» Task instructions
Would you restate, exactly as they appear, the lines from the one containing "Target: rice paddy field" through the end of the data below?

(Dataset entries)
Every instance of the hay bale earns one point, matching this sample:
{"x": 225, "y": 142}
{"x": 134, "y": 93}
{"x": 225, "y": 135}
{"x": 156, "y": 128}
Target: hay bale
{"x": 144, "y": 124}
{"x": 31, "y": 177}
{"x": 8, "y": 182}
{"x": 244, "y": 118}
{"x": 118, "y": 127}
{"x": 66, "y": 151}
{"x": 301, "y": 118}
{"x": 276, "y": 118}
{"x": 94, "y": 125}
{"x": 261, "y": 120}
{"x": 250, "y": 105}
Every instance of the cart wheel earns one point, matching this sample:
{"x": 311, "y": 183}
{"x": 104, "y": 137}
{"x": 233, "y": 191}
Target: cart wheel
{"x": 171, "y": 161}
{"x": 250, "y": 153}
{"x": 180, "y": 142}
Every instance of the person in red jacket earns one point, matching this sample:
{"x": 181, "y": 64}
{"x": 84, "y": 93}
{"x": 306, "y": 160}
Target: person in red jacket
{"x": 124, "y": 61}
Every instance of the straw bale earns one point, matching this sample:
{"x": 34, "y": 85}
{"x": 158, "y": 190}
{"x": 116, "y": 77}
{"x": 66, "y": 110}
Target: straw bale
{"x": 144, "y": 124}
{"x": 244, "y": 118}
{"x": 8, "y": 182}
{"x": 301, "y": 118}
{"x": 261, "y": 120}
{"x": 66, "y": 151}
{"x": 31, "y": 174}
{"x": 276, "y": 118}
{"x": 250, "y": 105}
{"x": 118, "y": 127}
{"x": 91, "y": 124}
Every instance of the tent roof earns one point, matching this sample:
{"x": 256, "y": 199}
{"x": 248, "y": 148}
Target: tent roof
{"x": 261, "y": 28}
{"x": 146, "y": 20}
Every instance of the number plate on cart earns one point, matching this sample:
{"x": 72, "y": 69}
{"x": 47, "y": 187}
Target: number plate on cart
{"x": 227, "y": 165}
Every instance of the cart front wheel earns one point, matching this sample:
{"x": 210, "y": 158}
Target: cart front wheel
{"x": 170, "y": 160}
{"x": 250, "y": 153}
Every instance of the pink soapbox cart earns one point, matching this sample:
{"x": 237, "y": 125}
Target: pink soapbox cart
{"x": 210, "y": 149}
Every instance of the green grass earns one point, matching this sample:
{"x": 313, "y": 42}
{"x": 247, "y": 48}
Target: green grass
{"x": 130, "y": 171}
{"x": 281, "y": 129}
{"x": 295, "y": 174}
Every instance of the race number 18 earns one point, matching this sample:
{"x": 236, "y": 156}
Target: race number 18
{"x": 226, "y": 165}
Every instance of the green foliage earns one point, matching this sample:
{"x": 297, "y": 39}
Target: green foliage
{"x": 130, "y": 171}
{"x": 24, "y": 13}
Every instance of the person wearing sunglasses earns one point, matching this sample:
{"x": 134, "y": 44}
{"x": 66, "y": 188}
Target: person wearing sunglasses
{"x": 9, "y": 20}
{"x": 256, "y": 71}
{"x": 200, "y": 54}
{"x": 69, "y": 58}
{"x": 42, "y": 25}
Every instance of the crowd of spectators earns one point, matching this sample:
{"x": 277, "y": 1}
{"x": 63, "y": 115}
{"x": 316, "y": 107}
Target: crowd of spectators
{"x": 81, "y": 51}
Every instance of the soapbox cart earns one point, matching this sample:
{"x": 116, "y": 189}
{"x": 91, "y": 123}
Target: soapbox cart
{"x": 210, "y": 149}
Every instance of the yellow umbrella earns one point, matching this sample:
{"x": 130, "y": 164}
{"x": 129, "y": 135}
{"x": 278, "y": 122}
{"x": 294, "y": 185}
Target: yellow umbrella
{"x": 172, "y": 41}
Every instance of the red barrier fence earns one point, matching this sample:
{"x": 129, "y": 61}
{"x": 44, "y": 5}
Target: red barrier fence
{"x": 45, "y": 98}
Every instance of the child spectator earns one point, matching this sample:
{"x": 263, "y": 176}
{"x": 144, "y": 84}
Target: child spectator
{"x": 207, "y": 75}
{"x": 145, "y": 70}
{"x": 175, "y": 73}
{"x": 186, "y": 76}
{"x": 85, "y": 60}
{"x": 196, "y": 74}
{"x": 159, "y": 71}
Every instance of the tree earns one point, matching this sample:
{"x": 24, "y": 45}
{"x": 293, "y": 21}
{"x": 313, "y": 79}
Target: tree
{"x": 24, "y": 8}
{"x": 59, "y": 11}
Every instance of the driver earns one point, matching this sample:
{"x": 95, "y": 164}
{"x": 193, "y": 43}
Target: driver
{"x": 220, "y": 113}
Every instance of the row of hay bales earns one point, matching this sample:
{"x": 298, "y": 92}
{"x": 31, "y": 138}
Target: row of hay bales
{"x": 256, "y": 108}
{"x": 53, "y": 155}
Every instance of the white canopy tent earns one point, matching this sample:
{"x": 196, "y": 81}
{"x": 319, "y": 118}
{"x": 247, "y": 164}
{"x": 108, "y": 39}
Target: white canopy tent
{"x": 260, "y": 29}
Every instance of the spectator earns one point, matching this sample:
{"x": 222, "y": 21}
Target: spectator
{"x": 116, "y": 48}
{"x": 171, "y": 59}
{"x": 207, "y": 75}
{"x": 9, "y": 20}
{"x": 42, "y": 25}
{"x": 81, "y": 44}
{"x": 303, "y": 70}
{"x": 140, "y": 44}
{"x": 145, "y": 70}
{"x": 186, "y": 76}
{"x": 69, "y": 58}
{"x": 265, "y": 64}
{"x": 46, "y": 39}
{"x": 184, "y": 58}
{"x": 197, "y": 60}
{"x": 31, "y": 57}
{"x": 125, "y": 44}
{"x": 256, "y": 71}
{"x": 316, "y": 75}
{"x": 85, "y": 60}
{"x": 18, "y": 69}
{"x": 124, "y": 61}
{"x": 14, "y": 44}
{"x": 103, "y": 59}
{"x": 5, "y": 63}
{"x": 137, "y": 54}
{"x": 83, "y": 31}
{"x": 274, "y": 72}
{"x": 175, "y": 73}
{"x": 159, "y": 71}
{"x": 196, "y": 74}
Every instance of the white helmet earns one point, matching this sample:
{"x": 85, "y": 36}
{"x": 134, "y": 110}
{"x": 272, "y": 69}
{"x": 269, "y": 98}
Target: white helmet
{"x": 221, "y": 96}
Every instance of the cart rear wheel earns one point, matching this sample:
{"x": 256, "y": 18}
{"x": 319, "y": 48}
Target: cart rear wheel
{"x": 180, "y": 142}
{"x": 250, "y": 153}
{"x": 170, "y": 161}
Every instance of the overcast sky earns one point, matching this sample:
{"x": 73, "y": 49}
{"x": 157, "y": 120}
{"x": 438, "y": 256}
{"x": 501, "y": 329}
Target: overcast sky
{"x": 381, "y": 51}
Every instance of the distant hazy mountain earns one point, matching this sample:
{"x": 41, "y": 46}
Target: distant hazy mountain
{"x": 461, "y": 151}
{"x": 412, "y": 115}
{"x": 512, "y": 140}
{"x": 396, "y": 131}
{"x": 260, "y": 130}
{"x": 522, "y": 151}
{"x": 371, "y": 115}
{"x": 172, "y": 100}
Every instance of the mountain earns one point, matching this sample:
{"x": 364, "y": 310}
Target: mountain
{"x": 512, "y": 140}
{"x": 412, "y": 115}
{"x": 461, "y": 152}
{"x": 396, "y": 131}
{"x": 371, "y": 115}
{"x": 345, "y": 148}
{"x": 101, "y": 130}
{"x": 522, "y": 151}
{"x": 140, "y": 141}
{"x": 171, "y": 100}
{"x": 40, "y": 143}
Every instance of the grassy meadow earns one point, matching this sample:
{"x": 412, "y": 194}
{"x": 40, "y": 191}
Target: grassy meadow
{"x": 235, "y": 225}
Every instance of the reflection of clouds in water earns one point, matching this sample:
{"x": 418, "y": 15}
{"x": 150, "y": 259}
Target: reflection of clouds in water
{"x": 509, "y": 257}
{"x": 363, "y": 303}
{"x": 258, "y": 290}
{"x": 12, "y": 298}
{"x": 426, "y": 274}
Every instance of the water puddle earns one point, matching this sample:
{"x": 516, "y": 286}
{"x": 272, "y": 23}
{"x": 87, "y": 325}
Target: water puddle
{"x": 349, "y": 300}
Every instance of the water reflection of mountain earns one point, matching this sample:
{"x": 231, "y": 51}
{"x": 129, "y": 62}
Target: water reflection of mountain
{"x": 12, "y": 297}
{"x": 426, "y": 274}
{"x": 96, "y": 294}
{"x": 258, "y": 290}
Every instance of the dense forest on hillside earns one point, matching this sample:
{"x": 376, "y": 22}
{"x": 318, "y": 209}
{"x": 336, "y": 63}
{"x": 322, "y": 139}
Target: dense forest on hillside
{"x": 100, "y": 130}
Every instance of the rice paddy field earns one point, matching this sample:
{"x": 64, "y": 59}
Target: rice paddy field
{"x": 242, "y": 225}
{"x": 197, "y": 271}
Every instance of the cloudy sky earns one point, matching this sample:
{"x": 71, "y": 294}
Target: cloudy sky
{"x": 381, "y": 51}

» Result for this exercise
Target: rice paddy field
{"x": 242, "y": 225}
{"x": 197, "y": 271}
Every instance of the cloudy sky earns one point, matching this sample:
{"x": 71, "y": 294}
Target: cloudy sky
{"x": 381, "y": 51}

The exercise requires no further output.